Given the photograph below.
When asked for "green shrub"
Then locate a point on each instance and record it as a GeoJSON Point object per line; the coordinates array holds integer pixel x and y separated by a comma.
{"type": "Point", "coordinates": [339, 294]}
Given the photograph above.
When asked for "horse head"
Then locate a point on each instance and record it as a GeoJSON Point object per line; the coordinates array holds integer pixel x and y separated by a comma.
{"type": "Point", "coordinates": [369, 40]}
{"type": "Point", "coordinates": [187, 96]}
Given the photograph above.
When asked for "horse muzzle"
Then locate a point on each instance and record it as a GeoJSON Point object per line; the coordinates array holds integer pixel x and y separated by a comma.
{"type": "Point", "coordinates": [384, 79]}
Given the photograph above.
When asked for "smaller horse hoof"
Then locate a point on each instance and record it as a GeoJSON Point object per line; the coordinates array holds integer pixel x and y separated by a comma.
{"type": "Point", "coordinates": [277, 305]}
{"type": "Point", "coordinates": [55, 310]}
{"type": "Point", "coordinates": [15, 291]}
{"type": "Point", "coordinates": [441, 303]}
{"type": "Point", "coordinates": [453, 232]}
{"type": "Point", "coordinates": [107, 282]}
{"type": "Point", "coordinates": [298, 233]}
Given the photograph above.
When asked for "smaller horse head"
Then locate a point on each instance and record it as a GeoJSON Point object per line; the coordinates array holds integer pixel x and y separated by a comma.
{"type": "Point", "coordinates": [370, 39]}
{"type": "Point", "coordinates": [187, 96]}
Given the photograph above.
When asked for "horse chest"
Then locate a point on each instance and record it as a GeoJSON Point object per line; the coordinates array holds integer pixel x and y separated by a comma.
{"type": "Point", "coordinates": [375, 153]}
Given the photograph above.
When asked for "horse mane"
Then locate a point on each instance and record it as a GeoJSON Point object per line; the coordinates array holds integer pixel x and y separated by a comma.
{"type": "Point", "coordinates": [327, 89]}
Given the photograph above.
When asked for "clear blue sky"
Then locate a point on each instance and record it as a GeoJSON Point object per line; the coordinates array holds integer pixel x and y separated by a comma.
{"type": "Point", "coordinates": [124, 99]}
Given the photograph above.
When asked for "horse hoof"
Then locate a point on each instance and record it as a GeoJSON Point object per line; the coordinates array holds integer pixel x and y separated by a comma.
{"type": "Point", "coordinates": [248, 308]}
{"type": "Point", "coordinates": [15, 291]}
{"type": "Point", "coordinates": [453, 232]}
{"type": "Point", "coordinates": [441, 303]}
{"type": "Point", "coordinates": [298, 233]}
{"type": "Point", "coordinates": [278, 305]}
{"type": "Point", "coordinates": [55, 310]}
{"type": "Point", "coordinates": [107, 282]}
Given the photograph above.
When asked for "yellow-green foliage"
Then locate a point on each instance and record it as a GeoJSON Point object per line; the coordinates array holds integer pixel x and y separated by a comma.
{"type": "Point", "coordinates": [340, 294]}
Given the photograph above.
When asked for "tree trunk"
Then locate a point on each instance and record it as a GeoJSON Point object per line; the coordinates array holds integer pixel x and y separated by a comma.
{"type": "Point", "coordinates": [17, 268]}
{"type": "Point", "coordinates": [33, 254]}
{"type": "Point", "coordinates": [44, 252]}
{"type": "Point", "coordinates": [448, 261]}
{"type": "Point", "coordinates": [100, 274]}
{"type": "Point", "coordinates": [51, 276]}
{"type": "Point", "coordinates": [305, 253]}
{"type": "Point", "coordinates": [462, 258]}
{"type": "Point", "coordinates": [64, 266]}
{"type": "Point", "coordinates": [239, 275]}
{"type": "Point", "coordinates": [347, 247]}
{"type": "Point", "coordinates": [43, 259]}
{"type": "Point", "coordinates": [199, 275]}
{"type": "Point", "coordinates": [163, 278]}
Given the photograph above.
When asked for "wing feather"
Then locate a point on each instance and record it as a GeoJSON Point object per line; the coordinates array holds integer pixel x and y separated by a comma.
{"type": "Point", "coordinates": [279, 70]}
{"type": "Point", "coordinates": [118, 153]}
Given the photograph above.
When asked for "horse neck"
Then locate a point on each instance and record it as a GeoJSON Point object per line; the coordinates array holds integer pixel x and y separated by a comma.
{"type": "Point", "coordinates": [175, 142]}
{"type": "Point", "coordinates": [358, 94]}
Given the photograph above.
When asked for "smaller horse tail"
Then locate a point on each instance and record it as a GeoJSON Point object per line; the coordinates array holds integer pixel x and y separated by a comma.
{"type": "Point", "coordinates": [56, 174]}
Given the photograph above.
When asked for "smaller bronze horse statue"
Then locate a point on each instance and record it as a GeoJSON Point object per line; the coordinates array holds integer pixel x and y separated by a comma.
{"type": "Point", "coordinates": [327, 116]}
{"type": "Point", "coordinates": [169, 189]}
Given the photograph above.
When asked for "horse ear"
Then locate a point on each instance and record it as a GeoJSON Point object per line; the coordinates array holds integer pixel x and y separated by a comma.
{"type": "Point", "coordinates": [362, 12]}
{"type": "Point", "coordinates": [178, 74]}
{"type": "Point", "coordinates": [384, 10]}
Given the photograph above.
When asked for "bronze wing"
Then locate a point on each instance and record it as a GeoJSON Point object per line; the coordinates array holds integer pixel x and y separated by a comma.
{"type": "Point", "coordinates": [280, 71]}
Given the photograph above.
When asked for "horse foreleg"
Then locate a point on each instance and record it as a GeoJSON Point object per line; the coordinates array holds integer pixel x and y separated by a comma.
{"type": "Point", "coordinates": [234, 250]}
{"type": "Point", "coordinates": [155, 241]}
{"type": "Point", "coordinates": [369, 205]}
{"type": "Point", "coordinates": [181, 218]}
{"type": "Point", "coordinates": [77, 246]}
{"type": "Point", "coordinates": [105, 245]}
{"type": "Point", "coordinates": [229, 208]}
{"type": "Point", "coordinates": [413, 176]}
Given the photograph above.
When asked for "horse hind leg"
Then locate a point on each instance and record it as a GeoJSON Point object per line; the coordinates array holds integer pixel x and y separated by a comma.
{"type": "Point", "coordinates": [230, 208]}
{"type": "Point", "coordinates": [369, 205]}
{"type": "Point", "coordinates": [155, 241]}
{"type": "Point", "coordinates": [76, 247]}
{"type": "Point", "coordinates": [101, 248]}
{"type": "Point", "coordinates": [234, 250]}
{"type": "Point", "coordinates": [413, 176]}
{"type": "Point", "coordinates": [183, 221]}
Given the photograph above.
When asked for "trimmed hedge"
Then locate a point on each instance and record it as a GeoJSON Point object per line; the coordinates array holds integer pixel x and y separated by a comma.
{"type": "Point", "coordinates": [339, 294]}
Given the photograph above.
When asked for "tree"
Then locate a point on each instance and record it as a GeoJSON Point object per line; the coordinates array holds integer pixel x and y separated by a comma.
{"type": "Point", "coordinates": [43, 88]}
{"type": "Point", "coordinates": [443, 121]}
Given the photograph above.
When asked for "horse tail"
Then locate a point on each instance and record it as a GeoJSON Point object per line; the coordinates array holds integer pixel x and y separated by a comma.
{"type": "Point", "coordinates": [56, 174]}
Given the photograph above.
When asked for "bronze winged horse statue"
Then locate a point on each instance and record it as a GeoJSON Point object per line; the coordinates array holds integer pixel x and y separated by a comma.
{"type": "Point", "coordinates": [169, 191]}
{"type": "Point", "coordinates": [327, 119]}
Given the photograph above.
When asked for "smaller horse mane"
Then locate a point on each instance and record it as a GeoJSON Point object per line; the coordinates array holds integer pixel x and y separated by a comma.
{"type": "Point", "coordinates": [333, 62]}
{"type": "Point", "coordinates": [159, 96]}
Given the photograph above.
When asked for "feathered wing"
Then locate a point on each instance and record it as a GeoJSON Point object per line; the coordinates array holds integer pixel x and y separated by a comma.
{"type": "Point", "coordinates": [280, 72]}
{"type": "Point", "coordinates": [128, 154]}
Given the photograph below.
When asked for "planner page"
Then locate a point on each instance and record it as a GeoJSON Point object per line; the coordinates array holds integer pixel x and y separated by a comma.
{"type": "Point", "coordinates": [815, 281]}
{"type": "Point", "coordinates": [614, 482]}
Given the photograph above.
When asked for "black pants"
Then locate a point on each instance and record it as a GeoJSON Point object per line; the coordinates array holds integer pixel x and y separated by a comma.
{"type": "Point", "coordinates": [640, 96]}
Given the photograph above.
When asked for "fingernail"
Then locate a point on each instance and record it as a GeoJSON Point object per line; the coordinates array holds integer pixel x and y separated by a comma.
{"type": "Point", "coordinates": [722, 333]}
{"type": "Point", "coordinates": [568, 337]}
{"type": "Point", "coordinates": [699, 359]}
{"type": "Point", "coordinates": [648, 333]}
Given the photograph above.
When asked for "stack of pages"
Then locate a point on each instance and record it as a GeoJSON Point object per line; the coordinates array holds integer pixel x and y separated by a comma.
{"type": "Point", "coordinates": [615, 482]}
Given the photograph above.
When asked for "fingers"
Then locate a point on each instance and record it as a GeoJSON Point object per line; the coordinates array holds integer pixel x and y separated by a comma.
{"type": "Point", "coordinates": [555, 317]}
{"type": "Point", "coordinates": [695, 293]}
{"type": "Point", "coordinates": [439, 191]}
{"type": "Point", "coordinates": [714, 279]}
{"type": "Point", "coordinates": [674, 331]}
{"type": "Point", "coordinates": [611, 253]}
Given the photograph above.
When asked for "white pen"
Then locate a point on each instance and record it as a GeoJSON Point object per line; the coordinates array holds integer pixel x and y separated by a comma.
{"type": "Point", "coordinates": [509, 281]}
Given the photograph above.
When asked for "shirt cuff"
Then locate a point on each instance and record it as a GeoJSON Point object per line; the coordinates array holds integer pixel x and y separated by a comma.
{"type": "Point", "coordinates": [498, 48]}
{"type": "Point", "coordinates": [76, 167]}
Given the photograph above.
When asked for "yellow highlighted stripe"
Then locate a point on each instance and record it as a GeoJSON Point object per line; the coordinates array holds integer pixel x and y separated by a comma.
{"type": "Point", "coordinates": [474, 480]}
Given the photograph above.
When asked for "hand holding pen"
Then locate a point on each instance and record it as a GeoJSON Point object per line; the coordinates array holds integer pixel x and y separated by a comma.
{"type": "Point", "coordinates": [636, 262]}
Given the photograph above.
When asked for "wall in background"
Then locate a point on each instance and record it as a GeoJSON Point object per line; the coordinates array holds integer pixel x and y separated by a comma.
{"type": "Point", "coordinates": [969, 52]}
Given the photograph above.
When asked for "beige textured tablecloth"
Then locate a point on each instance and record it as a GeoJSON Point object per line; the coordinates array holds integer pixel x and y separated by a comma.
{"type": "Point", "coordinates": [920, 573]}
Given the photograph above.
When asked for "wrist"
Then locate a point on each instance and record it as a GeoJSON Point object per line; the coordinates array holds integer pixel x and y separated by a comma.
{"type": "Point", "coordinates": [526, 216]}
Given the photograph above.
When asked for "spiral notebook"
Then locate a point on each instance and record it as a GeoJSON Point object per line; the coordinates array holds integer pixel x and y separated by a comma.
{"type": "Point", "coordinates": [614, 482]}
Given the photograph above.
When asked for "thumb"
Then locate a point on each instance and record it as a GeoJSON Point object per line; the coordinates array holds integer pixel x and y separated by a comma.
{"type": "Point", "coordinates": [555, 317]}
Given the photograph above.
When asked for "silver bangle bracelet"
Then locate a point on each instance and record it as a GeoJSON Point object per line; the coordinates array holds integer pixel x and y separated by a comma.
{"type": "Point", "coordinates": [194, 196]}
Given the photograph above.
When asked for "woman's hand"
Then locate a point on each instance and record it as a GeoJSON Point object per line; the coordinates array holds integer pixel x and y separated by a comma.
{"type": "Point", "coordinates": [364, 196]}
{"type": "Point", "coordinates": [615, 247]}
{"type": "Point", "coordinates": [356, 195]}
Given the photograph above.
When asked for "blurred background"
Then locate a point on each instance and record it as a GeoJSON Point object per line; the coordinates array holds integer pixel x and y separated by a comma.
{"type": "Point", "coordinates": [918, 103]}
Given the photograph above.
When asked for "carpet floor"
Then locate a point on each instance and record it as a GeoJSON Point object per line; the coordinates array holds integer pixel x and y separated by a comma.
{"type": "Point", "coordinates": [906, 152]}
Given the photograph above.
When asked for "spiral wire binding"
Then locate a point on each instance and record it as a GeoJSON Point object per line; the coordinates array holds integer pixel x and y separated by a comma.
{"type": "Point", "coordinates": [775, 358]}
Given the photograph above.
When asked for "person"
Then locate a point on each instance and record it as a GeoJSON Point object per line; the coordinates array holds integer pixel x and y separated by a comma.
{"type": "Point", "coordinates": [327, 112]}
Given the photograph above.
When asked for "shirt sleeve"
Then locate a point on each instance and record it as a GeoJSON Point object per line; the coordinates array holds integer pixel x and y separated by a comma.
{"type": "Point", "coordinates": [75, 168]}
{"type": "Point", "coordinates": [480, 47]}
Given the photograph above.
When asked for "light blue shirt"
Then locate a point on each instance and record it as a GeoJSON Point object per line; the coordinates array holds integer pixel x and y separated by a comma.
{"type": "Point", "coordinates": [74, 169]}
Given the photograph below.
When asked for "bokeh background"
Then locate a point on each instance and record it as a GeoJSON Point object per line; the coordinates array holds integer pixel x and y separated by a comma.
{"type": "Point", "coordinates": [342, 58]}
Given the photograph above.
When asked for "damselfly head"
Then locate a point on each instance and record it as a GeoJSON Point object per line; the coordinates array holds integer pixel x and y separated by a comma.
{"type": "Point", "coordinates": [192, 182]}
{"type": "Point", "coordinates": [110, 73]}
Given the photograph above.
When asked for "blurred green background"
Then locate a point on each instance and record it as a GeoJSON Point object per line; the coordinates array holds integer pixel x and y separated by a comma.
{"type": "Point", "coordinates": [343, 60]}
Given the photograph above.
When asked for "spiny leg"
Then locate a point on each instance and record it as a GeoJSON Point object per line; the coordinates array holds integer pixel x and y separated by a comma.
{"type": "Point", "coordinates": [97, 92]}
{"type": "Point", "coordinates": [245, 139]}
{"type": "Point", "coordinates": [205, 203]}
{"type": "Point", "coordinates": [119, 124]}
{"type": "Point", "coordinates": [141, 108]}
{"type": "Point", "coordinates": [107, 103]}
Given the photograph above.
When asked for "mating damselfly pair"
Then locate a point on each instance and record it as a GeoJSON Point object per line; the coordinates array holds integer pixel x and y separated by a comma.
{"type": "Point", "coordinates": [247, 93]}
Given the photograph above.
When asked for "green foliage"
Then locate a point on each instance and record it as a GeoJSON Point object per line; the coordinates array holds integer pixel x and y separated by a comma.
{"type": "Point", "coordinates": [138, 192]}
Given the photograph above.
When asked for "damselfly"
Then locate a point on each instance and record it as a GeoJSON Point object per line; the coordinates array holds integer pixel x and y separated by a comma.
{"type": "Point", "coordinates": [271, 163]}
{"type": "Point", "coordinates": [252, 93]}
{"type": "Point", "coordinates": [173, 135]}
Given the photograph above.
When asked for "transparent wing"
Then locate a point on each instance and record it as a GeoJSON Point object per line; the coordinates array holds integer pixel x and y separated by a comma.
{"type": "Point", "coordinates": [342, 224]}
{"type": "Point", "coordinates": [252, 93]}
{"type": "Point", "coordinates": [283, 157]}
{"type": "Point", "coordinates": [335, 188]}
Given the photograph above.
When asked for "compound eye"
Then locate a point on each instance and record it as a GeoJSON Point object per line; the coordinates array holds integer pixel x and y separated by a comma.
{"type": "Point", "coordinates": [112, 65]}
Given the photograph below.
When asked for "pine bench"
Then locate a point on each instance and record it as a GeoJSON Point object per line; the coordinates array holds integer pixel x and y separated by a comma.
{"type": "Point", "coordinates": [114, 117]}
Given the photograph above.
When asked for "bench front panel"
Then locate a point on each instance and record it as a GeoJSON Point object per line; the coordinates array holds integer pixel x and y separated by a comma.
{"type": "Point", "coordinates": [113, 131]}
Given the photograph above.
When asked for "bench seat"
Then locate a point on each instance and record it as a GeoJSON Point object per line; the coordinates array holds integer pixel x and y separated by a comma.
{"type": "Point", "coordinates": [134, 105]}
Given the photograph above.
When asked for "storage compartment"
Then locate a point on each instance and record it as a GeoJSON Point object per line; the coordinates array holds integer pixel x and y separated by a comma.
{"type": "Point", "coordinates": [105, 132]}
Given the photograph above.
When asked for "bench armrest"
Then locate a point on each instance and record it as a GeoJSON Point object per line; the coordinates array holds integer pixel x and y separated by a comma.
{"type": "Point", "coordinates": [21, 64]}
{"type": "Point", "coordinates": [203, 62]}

◆ ◆ ◆ ◆ ◆ ◆ ◆

Written instruction: Count the lines in the items above that contain the string "tail", matching case exactly. Reply with the number alone.

Solution to the problem: 2